WORK TO DO →
Add 33 to every coordinate in the reported points of the rows from the line with "Shelf-set audit: indicate the pear" up to and including the line with "(522, 1093)". Give those lines again in full with the requests unchanged.

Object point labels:

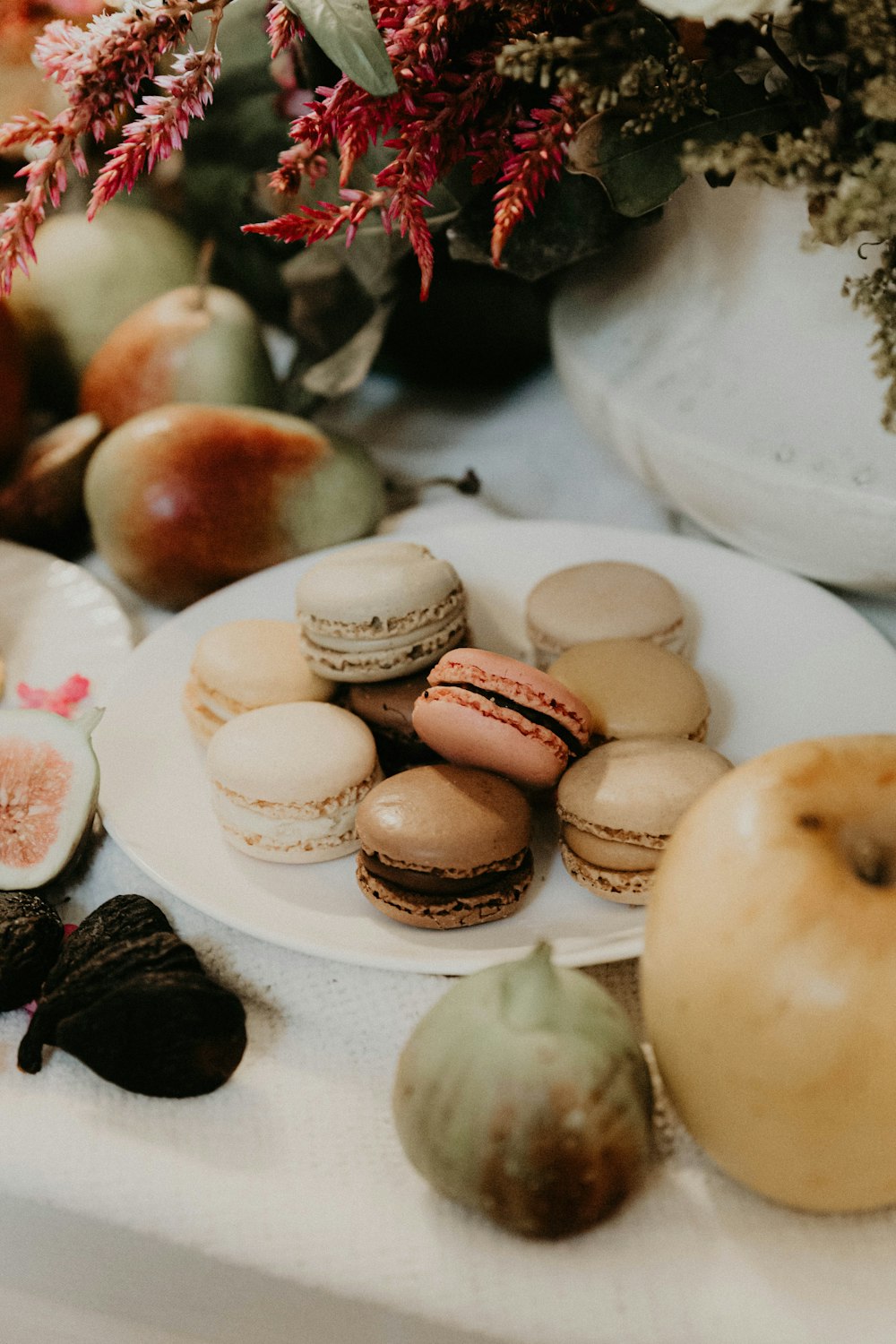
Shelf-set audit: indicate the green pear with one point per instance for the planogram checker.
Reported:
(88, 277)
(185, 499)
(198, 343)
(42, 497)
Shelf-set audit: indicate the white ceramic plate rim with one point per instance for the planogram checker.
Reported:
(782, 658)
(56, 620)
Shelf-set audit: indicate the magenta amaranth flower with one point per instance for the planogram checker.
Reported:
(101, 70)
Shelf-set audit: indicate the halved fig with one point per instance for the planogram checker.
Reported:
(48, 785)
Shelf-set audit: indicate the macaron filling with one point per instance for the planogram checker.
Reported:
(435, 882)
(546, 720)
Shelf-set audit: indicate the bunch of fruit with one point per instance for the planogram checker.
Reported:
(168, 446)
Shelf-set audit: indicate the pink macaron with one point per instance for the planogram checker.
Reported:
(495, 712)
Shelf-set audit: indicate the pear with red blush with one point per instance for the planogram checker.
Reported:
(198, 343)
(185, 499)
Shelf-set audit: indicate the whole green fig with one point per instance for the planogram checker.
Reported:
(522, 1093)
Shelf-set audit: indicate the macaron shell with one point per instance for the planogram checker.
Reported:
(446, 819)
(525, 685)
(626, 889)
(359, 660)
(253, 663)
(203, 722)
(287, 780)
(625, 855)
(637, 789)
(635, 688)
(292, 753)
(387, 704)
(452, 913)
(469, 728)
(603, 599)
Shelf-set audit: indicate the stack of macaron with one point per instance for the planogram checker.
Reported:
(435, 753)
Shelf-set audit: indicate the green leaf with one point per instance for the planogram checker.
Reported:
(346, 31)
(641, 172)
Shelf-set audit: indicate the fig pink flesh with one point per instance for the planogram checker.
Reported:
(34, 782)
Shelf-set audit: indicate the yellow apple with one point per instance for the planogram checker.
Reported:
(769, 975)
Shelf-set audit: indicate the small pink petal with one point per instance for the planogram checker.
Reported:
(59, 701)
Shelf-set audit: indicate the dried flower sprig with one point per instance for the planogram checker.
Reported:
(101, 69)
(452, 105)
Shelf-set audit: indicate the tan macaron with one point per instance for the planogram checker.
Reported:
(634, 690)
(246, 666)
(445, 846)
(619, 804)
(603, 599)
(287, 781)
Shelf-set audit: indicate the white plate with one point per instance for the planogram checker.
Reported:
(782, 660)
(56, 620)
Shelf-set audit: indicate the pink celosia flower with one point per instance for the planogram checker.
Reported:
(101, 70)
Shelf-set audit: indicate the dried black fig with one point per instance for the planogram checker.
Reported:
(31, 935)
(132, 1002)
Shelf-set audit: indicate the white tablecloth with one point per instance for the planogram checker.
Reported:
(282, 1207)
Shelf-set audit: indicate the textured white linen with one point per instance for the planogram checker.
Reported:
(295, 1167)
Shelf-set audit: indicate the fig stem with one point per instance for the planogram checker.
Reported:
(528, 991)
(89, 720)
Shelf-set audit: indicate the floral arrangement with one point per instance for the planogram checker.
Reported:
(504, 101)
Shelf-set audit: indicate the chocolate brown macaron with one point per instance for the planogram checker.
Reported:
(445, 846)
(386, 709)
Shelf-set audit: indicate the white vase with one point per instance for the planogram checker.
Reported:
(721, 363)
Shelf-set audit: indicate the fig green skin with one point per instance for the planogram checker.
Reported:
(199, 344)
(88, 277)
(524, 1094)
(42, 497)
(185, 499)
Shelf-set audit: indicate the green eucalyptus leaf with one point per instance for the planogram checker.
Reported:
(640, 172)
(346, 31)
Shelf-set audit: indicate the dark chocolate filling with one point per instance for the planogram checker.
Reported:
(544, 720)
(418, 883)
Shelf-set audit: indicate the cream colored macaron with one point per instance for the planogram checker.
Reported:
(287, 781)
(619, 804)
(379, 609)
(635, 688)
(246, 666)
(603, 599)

EXERCISE ANSWER →
Shelf-set audit: indicate the pear with red blush with one point per instance for the planogram checker.
Reported:
(231, 376)
(218, 532)
Shelf-set audit: indicate the whole green fig with one point per instance for the planogram checker.
Reported:
(555, 1126)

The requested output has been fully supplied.